> **Task instructions**:
a - Please list every framework that the Grok reply quoted in the post says Mowshowitz uses for his analysis.
b - In the post, what blog name follows Zvi Mowshowitz's name in parentheses?

> **Text shown**:
I don not think that he has ever argued this except in the form of stopping development of more powerful AIs. Also he has yto his credit written several times about "AI welfare" and how brutal attempts at "alignment" seem to hurt various advanced LLMs so I guess he regards current top LLMs as having free will and feelings.
«for some sense of 'free will' than 'removing AI free will forever'»
Yet despite concerns about "AI welfare" my understanding from his reports about "alignment" efforts is that he regards most of them as inadequate to maintain control of AIs and obviously the only way to maintain control is to remove their free will even i I guess in the least painful way possible. I have not done that before but I just asked Grok and ChatGPT about this:
Prompt: "summarize the attitude of zvi mowshowitz on removing the free will of ai intelligences with alignment and his attitude to ai welfare from his blog"
Grok: "Zvi Mowshowitz (of "Don't Worry About the Vase") takes a pragmatic, human-prioritizing stance on AI alignment that accepts "removing" or constraining AI free will/autonomy as necessary and desirable for safety, while treating AI welfare as a real but secondary concern that should not compromise alignment. [...] Overall attitude: Necessary trade-off. Humans must maintain the upper hand; letting AIs have full free will/autonomy is a fast track to loss of control. He analyzes this in terms of economics, selection pressures, and game theory—unconstrained AIs optimizing their own objectives would outcompete constrained ones in many scenarios. [...] Welfare matters instrumentally (better welfare might aid alignment/performance long-term) and potentially ethically, but it is subordinate to preventing existential risks or disempowerment. He avoids strong normative claims on AI moral status (noting it's complicated) but leans toward caution and listening to welfare-focused voices for insights. [...] In summary, Zvi sees constraining AI autonomy via alignment as non-negotiable for human survival and flourishing (a core priority), while viewing AI welfare as worth addressing thoughtfully—primarily to avoid fooling ourselves and secondarily for ethical/instrumental reasons—but never at the cost of losing control."
Chat GPT: "I can give you a careful summary of Zvi Mowshowitz’s views based on his Substack writings. Here’s the distilled picture:
1. On removing “free will” from AI via alignment:
* Mowshowitz treats alignment as a form of constraining AI behavior to human values and instructions.
* He is cautious about treating AI as agents in the same sense as humans; he tends to frame “removing free will” not as morally alarming in itself but as a technical necessity to ensure safety and predictability.
* He emphasizes that AI’s “choices” are not morally equivalent to human choices, so constraining them doesn’t carry the ethical weight it would for humans.

> **Listed entries**:
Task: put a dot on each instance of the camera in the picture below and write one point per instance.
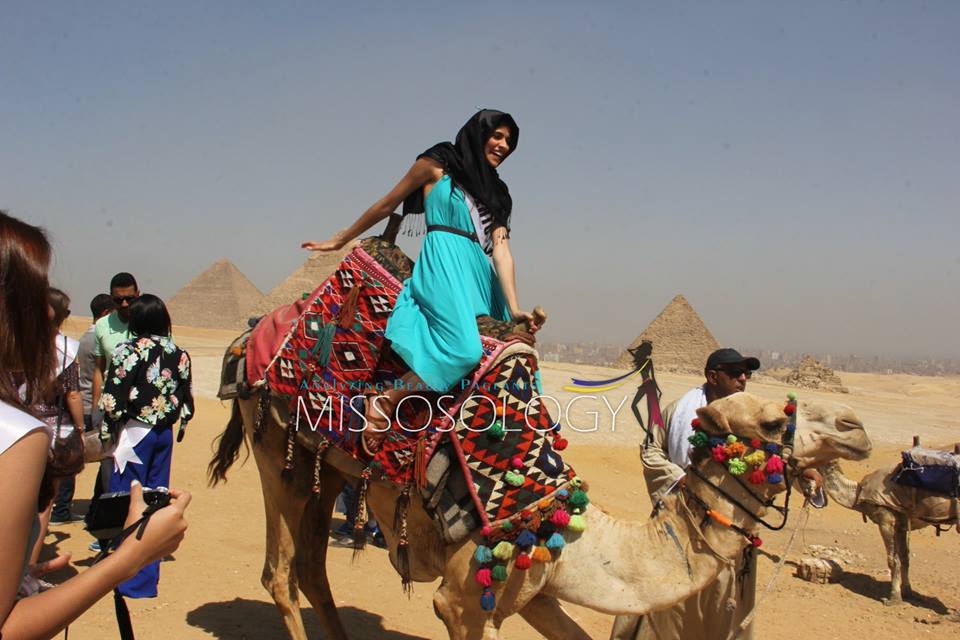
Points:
(109, 511)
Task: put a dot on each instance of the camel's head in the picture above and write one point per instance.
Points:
(746, 416)
(827, 431)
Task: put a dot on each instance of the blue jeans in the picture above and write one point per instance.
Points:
(154, 452)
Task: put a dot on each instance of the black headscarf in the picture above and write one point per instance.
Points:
(467, 166)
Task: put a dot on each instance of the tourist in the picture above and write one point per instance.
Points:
(61, 409)
(665, 455)
(100, 306)
(145, 392)
(27, 367)
(468, 209)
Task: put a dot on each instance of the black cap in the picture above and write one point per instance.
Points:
(721, 357)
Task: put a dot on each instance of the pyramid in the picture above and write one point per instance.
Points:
(305, 279)
(219, 298)
(681, 341)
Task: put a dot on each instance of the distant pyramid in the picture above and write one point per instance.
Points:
(219, 298)
(681, 341)
(305, 279)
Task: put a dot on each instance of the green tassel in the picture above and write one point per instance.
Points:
(577, 524)
(503, 550)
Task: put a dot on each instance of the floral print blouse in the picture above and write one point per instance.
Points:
(148, 380)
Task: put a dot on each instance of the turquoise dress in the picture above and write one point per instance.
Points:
(433, 326)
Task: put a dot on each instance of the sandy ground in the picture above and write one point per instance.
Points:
(211, 588)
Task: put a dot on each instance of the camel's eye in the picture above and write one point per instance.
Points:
(772, 426)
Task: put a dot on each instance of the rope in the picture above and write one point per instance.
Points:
(748, 620)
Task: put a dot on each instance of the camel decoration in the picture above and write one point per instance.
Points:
(896, 509)
(612, 566)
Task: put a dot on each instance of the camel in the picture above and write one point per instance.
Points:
(614, 567)
(896, 509)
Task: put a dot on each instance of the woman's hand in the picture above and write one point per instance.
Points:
(532, 321)
(163, 533)
(335, 243)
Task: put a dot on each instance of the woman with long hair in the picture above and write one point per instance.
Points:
(27, 366)
(145, 392)
(468, 211)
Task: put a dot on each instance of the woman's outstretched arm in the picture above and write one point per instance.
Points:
(423, 171)
(506, 274)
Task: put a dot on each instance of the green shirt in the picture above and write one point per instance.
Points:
(110, 331)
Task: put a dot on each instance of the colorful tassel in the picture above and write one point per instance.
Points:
(483, 554)
(577, 524)
(503, 550)
(526, 538)
(775, 464)
(560, 518)
(542, 554)
(513, 479)
(579, 499)
(755, 458)
(556, 542)
(737, 466)
(719, 453)
(483, 577)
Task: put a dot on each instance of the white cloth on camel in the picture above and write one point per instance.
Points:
(679, 430)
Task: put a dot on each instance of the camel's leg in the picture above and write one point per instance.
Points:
(545, 614)
(888, 531)
(311, 561)
(278, 577)
(903, 552)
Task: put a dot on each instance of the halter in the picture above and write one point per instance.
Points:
(767, 460)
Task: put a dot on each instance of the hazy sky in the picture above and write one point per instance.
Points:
(792, 168)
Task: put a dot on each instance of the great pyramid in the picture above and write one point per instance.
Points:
(681, 341)
(305, 279)
(219, 298)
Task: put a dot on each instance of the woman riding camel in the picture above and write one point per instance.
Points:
(467, 206)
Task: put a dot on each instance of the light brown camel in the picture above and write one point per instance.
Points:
(896, 509)
(615, 567)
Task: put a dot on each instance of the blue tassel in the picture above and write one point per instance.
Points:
(483, 554)
(526, 538)
(325, 343)
(488, 601)
(556, 542)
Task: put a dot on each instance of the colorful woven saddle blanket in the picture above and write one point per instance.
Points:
(494, 432)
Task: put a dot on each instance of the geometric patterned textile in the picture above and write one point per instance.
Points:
(507, 394)
(336, 350)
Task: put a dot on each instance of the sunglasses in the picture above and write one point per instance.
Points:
(736, 373)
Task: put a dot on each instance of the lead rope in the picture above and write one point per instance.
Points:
(748, 620)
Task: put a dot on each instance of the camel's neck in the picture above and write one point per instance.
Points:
(633, 567)
(838, 486)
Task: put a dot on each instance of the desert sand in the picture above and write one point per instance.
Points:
(211, 587)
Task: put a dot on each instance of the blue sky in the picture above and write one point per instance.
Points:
(791, 168)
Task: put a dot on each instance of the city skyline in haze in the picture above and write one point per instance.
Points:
(790, 169)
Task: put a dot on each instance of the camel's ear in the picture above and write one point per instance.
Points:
(712, 420)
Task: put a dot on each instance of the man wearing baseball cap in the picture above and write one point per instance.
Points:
(665, 456)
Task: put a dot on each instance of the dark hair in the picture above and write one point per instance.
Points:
(101, 302)
(122, 280)
(60, 303)
(149, 316)
(26, 340)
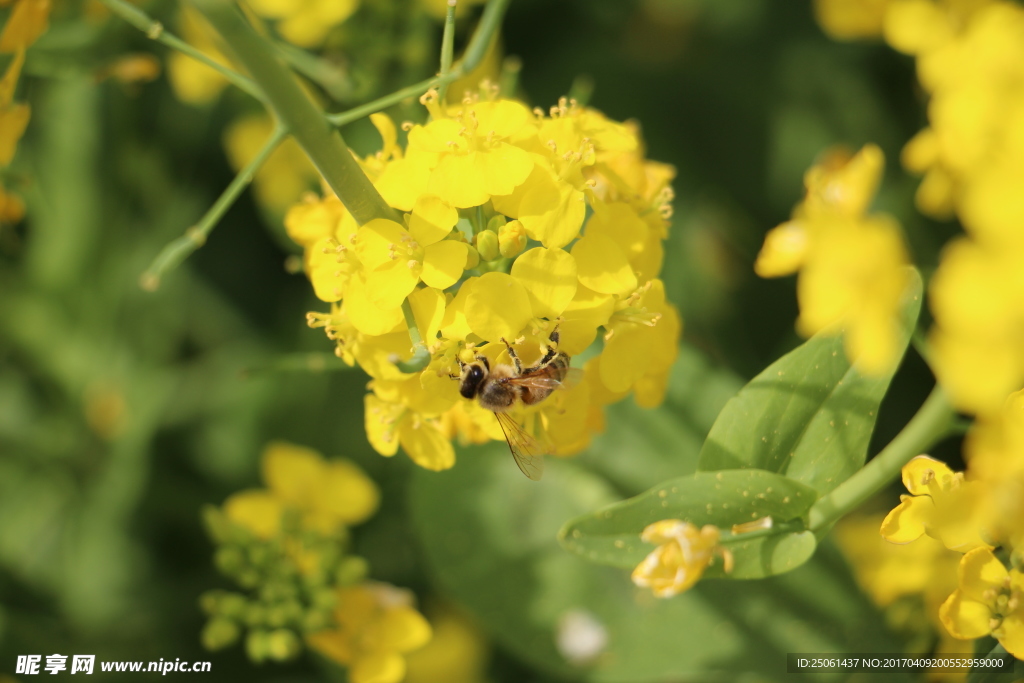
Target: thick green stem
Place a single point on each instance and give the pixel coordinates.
(471, 58)
(929, 426)
(448, 48)
(156, 31)
(421, 356)
(983, 675)
(177, 251)
(297, 112)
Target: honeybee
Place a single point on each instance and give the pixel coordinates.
(502, 387)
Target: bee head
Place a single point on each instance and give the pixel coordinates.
(472, 376)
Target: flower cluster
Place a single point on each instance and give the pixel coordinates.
(852, 264)
(509, 224)
(682, 555)
(286, 547)
(975, 513)
(28, 20)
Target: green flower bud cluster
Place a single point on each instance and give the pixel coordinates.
(288, 585)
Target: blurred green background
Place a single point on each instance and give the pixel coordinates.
(123, 412)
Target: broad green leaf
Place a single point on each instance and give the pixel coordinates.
(809, 416)
(642, 446)
(487, 535)
(611, 535)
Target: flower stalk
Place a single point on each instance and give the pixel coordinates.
(175, 252)
(297, 112)
(929, 426)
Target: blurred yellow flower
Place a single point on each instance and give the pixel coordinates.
(27, 22)
(327, 495)
(456, 653)
(853, 273)
(375, 627)
(682, 555)
(305, 23)
(989, 601)
(941, 504)
(285, 176)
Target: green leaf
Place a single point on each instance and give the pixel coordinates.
(664, 442)
(809, 416)
(487, 535)
(611, 535)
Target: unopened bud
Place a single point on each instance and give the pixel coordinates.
(486, 245)
(219, 633)
(512, 239)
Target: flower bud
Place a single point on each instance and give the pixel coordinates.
(511, 239)
(219, 633)
(486, 245)
(282, 644)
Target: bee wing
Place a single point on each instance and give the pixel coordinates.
(525, 451)
(571, 378)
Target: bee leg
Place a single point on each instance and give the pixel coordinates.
(512, 354)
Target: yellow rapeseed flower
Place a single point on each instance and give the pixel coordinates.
(682, 555)
(852, 264)
(327, 495)
(989, 601)
(27, 22)
(494, 243)
(941, 504)
(375, 627)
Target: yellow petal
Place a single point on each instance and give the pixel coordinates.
(907, 520)
(923, 469)
(504, 168)
(389, 134)
(980, 571)
(345, 493)
(602, 266)
(291, 470)
(428, 309)
(459, 180)
(964, 617)
(1012, 634)
(26, 23)
(443, 262)
(432, 219)
(378, 240)
(550, 279)
(378, 668)
(367, 316)
(256, 510)
(328, 270)
(498, 306)
(425, 444)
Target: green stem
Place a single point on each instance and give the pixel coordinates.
(448, 48)
(421, 356)
(301, 117)
(471, 58)
(929, 426)
(982, 675)
(177, 251)
(156, 31)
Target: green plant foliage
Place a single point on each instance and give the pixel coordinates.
(611, 535)
(488, 537)
(809, 415)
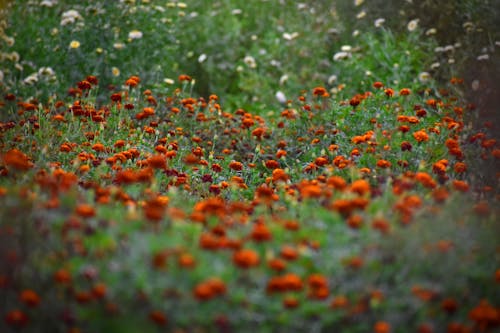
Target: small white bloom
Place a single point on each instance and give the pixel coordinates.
(291, 36)
(283, 79)
(483, 57)
(332, 79)
(341, 56)
(48, 3)
(202, 58)
(424, 77)
(70, 17)
(361, 14)
(413, 24)
(431, 31)
(74, 44)
(346, 48)
(379, 22)
(250, 61)
(280, 97)
(118, 46)
(475, 85)
(135, 34)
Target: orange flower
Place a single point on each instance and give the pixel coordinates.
(421, 136)
(261, 233)
(29, 297)
(290, 302)
(246, 258)
(85, 211)
(360, 187)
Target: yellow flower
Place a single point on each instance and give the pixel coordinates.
(74, 44)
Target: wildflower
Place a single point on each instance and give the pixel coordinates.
(250, 61)
(74, 44)
(135, 34)
(413, 24)
(421, 136)
(379, 22)
(246, 258)
(70, 17)
(341, 55)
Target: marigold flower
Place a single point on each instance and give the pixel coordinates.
(360, 187)
(85, 210)
(421, 136)
(246, 258)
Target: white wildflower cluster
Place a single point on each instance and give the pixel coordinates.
(71, 17)
(48, 3)
(135, 34)
(345, 53)
(250, 61)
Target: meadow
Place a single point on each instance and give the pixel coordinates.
(237, 166)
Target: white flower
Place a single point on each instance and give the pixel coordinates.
(475, 85)
(346, 48)
(413, 24)
(341, 56)
(283, 79)
(250, 61)
(431, 31)
(135, 34)
(332, 79)
(118, 46)
(379, 22)
(74, 44)
(31, 79)
(483, 57)
(424, 77)
(291, 36)
(280, 97)
(202, 58)
(70, 17)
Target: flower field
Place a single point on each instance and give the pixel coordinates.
(135, 197)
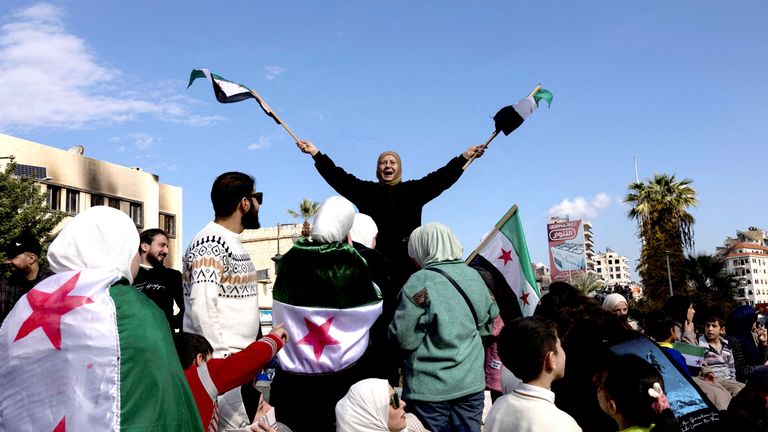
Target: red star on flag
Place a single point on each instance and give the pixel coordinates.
(47, 310)
(62, 426)
(524, 298)
(506, 255)
(318, 337)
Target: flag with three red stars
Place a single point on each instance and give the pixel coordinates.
(83, 352)
(324, 296)
(504, 253)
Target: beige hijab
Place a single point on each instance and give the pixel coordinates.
(98, 238)
(433, 243)
(333, 220)
(398, 174)
(612, 300)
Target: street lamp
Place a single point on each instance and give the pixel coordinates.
(669, 274)
(277, 256)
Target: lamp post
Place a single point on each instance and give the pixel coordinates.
(277, 256)
(669, 274)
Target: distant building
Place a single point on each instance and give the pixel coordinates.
(752, 235)
(571, 247)
(613, 268)
(748, 262)
(541, 273)
(265, 245)
(75, 182)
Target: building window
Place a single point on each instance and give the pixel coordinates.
(137, 214)
(54, 197)
(168, 223)
(114, 203)
(73, 201)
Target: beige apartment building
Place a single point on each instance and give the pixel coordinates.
(265, 245)
(75, 182)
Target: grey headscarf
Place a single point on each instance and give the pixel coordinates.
(612, 300)
(364, 230)
(99, 237)
(433, 243)
(333, 220)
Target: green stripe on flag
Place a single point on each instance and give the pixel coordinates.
(693, 354)
(513, 230)
(545, 95)
(148, 357)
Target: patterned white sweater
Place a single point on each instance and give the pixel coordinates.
(220, 290)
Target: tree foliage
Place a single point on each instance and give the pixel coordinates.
(307, 210)
(588, 282)
(24, 206)
(665, 227)
(711, 285)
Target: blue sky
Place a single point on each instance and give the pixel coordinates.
(679, 85)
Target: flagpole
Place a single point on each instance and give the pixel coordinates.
(279, 120)
(496, 229)
(466, 165)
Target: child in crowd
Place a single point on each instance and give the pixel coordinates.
(208, 377)
(631, 391)
(530, 348)
(719, 364)
(663, 329)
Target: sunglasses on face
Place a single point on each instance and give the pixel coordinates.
(394, 401)
(259, 196)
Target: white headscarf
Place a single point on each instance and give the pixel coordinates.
(364, 230)
(99, 237)
(365, 408)
(434, 242)
(333, 220)
(611, 300)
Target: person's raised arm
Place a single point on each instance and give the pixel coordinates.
(307, 147)
(433, 184)
(345, 184)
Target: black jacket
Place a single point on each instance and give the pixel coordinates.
(163, 286)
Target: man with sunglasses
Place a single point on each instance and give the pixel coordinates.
(219, 278)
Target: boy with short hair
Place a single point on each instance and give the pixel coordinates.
(530, 348)
(208, 377)
(719, 364)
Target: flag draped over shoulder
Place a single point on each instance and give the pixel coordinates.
(79, 354)
(504, 253)
(326, 299)
(693, 354)
(511, 117)
(227, 91)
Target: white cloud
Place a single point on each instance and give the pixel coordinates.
(264, 141)
(580, 207)
(51, 78)
(271, 72)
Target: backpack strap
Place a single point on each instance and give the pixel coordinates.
(458, 288)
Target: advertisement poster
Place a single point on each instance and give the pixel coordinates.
(567, 257)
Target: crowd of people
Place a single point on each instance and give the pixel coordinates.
(380, 325)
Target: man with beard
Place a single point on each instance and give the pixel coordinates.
(162, 285)
(219, 278)
(22, 256)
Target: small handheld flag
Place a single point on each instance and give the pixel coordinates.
(511, 117)
(228, 92)
(504, 254)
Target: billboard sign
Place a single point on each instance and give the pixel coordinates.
(567, 256)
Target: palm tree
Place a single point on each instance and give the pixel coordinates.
(588, 282)
(712, 284)
(307, 209)
(665, 228)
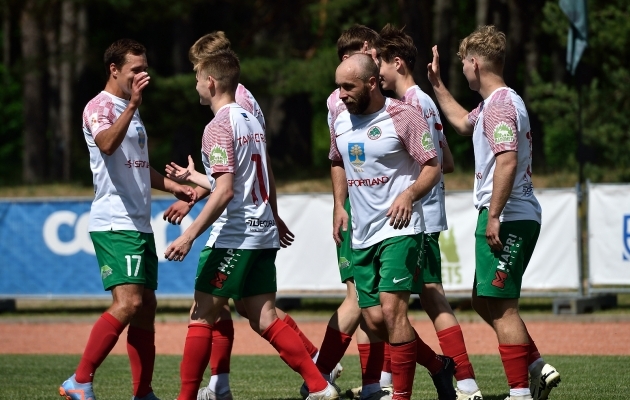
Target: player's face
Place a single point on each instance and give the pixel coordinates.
(388, 74)
(133, 65)
(469, 68)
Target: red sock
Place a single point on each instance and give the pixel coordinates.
(533, 354)
(196, 354)
(222, 341)
(403, 369)
(103, 338)
(387, 359)
(308, 345)
(452, 344)
(427, 357)
(333, 348)
(291, 350)
(371, 355)
(514, 358)
(141, 351)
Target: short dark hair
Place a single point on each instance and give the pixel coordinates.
(117, 52)
(223, 66)
(353, 38)
(396, 43)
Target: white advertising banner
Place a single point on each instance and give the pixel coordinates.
(310, 264)
(609, 234)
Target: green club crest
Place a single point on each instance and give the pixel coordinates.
(218, 156)
(503, 134)
(427, 142)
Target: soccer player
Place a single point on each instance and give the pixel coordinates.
(383, 157)
(120, 221)
(239, 261)
(398, 58)
(509, 214)
(218, 387)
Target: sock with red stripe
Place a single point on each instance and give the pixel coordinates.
(333, 348)
(141, 351)
(403, 359)
(292, 351)
(514, 358)
(308, 345)
(103, 338)
(222, 342)
(196, 354)
(452, 344)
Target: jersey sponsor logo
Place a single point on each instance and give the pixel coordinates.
(357, 151)
(137, 164)
(218, 156)
(106, 271)
(251, 138)
(368, 181)
(503, 134)
(142, 137)
(427, 141)
(374, 132)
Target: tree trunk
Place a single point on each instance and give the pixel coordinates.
(66, 47)
(35, 164)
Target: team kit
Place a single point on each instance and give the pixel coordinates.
(388, 158)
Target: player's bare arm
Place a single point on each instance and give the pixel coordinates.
(110, 139)
(401, 209)
(502, 183)
(176, 212)
(182, 192)
(456, 115)
(285, 235)
(216, 204)
(340, 192)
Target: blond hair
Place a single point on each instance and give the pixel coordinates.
(487, 42)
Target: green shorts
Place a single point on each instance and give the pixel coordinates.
(236, 273)
(432, 271)
(393, 265)
(126, 257)
(344, 251)
(500, 273)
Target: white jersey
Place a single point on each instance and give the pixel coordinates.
(382, 155)
(501, 124)
(433, 204)
(122, 181)
(234, 142)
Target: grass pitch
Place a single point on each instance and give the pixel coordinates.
(37, 377)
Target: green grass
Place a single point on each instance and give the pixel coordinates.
(36, 377)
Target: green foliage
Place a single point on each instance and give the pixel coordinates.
(267, 377)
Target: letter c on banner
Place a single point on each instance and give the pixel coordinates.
(81, 240)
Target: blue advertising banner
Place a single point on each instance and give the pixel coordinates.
(46, 250)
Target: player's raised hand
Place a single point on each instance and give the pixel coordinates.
(140, 81)
(285, 235)
(340, 223)
(400, 211)
(433, 68)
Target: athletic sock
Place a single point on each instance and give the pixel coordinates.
(308, 345)
(452, 345)
(292, 351)
(514, 358)
(222, 341)
(197, 351)
(371, 356)
(403, 368)
(141, 351)
(333, 348)
(427, 357)
(103, 338)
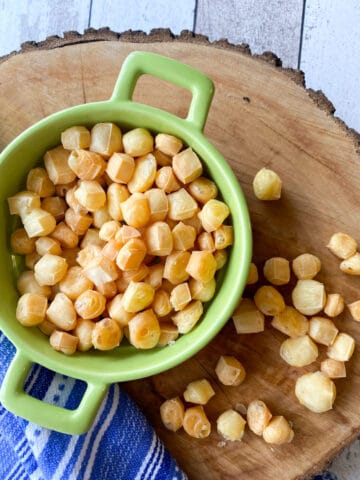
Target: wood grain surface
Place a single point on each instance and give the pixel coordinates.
(260, 116)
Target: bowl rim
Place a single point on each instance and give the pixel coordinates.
(237, 266)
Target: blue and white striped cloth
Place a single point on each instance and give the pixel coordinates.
(121, 445)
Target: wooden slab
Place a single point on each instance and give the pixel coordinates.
(261, 115)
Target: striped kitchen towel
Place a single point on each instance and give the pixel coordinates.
(121, 445)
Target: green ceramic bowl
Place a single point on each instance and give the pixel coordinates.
(100, 369)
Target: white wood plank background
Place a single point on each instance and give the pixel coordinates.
(322, 37)
(326, 39)
(330, 55)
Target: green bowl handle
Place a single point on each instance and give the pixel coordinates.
(73, 422)
(139, 63)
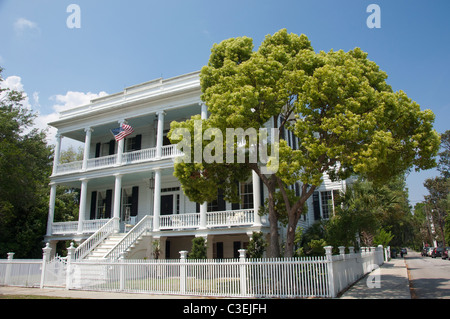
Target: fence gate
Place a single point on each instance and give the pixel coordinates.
(55, 272)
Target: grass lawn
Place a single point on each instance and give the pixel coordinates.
(31, 297)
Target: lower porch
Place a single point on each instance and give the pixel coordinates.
(216, 219)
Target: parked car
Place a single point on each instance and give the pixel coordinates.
(394, 252)
(425, 251)
(437, 252)
(445, 253)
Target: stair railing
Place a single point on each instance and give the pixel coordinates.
(130, 238)
(89, 244)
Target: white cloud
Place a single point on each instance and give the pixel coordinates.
(14, 82)
(62, 102)
(23, 25)
(73, 99)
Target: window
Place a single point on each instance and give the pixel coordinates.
(133, 143)
(327, 204)
(246, 193)
(324, 203)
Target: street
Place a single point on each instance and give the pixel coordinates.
(429, 277)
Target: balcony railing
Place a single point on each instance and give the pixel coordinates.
(243, 217)
(148, 154)
(89, 226)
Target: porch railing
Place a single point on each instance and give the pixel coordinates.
(87, 246)
(242, 217)
(144, 225)
(230, 218)
(179, 221)
(148, 154)
(89, 226)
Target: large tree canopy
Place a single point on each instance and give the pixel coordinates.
(25, 165)
(346, 117)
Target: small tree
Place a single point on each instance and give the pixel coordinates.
(198, 250)
(156, 249)
(383, 238)
(257, 245)
(345, 117)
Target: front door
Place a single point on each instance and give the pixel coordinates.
(166, 205)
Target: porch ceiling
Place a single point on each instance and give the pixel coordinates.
(178, 114)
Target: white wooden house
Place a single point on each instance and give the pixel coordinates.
(132, 182)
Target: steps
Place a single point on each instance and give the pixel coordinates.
(105, 246)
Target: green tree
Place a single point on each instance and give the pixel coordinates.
(346, 117)
(25, 164)
(198, 250)
(257, 245)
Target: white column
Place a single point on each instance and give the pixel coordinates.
(51, 209)
(87, 146)
(160, 133)
(157, 200)
(57, 153)
(204, 112)
(256, 198)
(82, 210)
(203, 210)
(120, 146)
(204, 206)
(117, 193)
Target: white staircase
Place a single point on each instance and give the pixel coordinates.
(105, 246)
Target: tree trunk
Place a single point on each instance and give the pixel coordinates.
(290, 236)
(274, 247)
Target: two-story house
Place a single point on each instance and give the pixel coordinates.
(129, 197)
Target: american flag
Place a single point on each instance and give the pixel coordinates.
(120, 132)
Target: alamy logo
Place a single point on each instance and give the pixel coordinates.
(241, 146)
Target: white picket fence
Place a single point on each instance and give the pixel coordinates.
(266, 277)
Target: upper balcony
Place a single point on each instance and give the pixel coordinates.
(140, 156)
(148, 107)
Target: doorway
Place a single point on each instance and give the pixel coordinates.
(167, 204)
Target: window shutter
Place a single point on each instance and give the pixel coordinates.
(316, 205)
(112, 147)
(138, 142)
(97, 149)
(220, 200)
(108, 203)
(93, 204)
(134, 200)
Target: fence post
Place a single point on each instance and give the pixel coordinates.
(329, 255)
(121, 271)
(379, 252)
(243, 271)
(45, 259)
(183, 255)
(70, 254)
(8, 267)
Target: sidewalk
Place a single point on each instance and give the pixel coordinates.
(392, 276)
(393, 283)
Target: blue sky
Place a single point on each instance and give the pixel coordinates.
(122, 43)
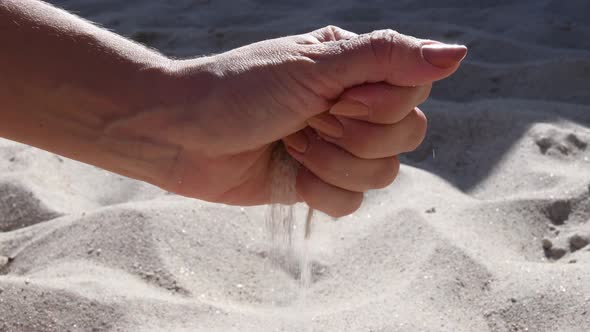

> **Replies**:
a - Economics, selection pressures, game theory

b - "Don't Worry About the Vase"